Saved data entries
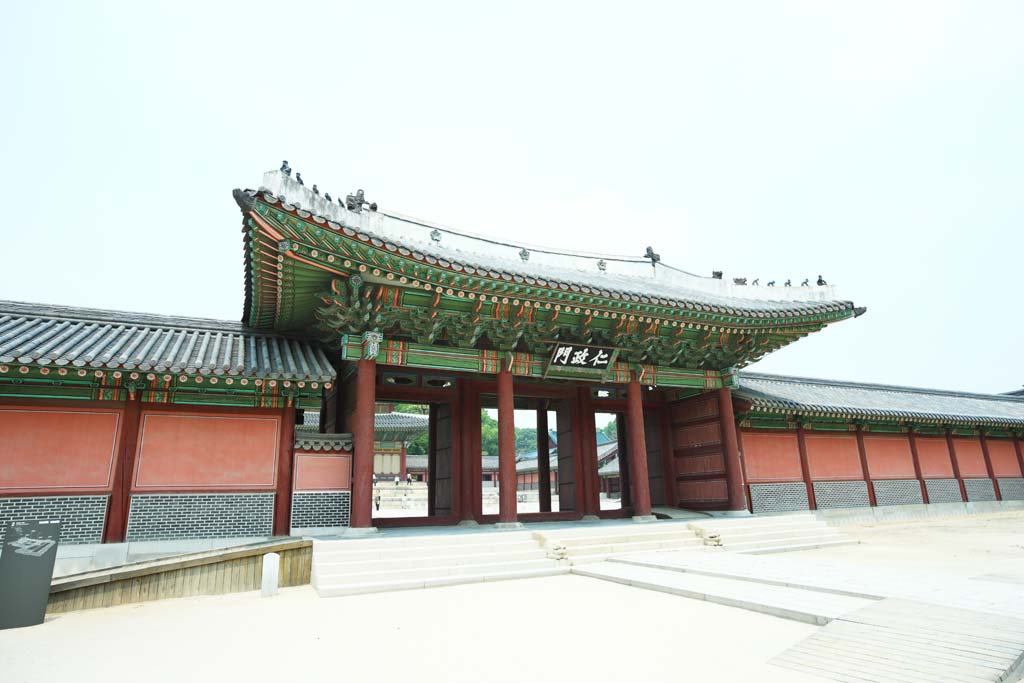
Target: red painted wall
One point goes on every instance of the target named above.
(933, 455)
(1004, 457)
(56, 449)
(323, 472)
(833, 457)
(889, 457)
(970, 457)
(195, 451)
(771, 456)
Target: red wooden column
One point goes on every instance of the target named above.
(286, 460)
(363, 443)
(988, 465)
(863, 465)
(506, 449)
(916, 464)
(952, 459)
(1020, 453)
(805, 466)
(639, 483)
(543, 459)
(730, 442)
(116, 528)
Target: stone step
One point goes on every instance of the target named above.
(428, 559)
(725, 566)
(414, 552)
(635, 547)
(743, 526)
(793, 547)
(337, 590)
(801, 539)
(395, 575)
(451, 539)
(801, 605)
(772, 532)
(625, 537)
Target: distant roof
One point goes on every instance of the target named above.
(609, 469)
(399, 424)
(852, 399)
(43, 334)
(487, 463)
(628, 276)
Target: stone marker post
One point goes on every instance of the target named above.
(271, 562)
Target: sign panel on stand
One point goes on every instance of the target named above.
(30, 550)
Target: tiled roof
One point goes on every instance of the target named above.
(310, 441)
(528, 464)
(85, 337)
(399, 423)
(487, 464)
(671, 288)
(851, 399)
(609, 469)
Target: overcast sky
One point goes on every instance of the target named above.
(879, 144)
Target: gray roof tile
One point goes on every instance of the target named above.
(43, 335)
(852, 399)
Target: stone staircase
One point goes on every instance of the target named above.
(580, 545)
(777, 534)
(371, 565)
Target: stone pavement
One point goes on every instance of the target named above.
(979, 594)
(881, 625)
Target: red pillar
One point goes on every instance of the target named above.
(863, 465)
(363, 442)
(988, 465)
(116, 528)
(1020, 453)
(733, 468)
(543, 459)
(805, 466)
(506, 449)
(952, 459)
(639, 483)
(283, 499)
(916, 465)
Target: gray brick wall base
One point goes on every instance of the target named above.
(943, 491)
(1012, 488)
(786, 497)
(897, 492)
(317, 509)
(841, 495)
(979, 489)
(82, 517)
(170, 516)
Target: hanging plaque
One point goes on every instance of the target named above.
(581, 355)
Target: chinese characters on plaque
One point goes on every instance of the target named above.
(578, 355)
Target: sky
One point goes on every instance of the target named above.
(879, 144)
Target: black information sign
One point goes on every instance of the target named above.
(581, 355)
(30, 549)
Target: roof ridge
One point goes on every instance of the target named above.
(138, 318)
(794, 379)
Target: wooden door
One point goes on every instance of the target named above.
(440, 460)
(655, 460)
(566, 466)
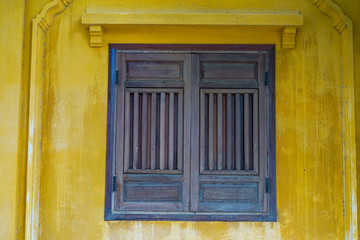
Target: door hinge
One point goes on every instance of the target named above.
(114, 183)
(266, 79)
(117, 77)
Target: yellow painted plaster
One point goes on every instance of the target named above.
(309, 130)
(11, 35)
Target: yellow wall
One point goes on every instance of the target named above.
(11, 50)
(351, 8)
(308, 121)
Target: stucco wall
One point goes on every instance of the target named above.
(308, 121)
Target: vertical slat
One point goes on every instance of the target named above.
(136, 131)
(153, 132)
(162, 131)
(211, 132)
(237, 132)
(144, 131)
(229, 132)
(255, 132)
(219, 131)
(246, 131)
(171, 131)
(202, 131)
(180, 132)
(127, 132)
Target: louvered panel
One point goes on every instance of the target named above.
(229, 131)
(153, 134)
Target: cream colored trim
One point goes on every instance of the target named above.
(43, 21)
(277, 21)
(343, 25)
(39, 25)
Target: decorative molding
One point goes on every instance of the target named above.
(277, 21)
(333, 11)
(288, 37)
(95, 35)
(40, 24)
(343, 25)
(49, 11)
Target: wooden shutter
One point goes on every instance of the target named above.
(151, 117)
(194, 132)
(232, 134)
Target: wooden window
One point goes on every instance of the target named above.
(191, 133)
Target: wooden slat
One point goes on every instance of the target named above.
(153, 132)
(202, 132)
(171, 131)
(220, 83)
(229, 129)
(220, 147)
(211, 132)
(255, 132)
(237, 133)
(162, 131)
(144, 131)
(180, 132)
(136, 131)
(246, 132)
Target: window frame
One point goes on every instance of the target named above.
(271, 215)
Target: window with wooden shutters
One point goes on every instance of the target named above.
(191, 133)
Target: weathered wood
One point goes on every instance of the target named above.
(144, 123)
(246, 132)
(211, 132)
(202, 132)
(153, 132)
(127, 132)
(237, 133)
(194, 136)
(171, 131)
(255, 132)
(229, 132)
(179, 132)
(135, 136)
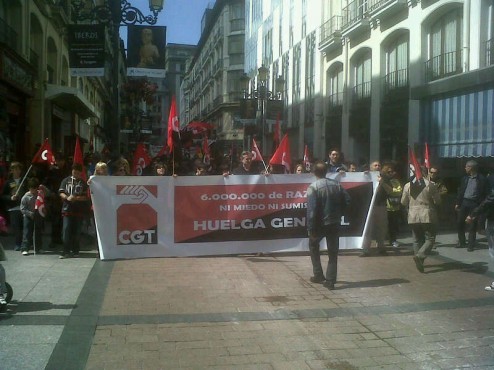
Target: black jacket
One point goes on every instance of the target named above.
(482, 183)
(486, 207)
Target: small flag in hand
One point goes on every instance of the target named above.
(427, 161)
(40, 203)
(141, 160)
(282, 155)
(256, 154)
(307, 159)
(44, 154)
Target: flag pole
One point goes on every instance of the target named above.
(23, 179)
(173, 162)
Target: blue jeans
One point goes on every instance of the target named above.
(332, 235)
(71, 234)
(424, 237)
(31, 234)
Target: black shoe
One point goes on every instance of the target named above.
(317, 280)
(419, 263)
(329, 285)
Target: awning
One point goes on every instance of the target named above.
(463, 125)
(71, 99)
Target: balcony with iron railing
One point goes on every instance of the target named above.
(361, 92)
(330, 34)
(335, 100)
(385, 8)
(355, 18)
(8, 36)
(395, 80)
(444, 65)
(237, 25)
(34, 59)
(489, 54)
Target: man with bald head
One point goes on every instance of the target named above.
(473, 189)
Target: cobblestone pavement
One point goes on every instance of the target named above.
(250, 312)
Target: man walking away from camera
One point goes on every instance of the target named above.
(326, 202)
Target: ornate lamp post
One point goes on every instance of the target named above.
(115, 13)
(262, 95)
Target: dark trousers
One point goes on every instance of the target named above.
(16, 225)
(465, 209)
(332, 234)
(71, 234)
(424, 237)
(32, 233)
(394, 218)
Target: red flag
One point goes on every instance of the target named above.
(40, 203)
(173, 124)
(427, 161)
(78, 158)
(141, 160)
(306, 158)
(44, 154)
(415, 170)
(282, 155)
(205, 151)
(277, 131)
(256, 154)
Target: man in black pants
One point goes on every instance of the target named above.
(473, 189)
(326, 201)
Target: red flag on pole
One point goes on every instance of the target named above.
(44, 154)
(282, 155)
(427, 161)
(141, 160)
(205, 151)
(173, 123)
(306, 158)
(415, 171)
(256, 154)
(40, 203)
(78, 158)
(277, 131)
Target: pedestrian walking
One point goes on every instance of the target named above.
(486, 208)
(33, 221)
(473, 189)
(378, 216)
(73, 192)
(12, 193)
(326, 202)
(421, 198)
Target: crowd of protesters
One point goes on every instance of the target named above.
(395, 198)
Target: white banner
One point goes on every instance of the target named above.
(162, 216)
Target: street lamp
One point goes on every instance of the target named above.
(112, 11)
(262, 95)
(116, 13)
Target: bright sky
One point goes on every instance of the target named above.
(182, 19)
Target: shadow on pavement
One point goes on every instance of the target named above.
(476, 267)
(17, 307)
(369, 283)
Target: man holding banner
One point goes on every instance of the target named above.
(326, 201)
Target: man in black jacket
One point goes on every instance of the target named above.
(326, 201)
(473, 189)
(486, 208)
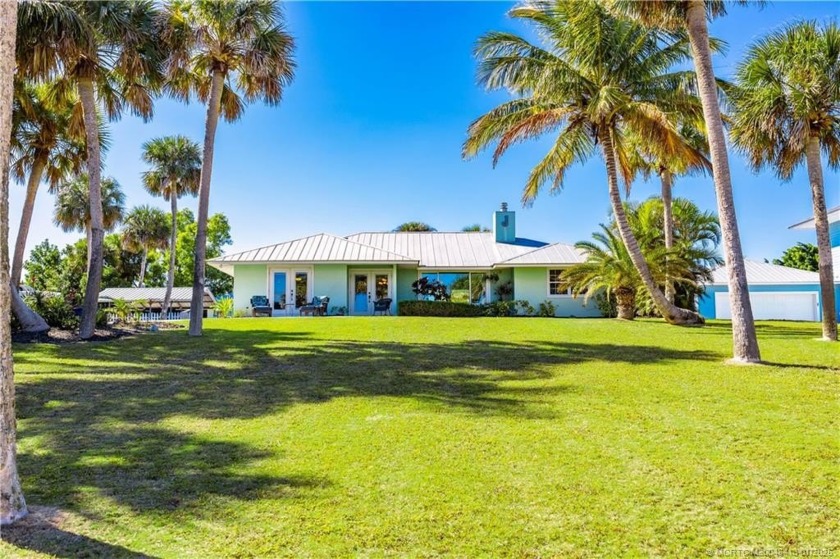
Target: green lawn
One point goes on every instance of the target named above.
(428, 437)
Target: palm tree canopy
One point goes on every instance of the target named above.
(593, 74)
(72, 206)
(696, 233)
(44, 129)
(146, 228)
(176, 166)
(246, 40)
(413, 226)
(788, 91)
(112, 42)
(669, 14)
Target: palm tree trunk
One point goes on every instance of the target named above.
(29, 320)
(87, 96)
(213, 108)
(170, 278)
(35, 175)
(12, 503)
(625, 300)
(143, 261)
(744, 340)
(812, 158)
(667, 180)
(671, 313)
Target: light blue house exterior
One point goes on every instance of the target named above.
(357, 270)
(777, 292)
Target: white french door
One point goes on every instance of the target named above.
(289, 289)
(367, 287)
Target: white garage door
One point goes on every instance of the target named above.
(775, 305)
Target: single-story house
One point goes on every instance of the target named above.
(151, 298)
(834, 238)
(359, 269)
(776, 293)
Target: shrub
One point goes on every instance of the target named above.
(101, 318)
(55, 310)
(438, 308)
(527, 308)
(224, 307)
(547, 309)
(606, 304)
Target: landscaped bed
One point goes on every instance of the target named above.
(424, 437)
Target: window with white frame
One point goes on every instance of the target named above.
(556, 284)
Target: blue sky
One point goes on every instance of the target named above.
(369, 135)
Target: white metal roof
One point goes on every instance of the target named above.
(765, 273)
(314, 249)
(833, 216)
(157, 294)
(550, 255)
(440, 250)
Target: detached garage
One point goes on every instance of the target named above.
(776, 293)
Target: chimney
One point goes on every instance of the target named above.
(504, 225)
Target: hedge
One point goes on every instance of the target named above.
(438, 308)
==
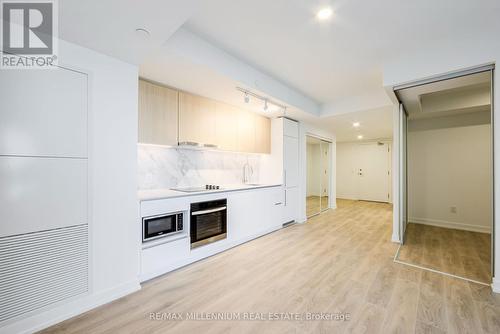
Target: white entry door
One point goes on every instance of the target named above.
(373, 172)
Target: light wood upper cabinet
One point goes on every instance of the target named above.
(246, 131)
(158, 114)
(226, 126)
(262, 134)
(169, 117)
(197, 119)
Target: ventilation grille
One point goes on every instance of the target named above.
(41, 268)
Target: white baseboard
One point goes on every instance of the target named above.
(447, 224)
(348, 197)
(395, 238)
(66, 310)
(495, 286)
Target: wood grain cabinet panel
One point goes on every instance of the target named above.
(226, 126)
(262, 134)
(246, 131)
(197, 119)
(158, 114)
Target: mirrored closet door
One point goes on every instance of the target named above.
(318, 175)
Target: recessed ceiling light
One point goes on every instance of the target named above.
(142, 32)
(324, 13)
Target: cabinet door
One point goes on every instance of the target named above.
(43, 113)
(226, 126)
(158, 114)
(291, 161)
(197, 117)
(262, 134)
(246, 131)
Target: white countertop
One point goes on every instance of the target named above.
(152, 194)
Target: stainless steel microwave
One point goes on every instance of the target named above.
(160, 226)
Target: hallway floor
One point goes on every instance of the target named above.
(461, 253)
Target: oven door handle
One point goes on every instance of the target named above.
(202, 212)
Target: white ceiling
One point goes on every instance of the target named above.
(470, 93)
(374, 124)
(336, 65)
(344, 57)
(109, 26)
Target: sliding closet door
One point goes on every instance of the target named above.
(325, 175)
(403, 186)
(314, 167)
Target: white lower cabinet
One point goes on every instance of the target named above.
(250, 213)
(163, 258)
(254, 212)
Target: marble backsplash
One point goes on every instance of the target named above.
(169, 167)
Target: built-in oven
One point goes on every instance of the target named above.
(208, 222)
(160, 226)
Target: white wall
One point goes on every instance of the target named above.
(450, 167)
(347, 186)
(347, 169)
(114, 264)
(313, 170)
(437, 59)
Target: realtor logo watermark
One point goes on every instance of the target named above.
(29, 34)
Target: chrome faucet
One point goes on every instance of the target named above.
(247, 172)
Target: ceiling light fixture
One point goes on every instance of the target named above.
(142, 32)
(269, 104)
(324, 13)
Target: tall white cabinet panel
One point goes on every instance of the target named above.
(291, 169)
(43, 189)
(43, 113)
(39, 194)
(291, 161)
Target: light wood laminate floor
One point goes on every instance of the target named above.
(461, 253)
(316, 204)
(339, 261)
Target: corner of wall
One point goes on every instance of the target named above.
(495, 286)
==
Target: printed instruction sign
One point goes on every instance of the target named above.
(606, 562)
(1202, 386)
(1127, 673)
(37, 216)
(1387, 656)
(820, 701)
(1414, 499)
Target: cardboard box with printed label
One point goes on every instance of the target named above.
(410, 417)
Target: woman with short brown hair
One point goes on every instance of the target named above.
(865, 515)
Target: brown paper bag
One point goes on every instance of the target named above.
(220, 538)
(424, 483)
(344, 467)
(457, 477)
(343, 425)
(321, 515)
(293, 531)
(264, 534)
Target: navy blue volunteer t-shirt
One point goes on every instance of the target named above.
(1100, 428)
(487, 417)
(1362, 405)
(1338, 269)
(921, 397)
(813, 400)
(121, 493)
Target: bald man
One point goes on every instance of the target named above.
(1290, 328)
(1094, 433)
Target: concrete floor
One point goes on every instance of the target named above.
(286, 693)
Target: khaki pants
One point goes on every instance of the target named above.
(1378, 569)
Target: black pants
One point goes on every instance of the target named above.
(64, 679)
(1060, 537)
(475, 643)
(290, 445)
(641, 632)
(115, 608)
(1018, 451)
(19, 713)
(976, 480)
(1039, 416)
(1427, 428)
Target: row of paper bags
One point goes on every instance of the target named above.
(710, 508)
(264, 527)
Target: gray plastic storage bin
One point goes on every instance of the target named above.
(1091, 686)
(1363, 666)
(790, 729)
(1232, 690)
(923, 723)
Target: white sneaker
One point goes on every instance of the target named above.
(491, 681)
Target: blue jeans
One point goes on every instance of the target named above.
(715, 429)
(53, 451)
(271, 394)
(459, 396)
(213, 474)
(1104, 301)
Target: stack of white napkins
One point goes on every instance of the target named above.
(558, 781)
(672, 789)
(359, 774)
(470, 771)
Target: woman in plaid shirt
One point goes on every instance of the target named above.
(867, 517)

| What is required |
Extract every line of the material above that contains the word "jacket".

| Output below |
Target: black jacket
Target: man in black jacket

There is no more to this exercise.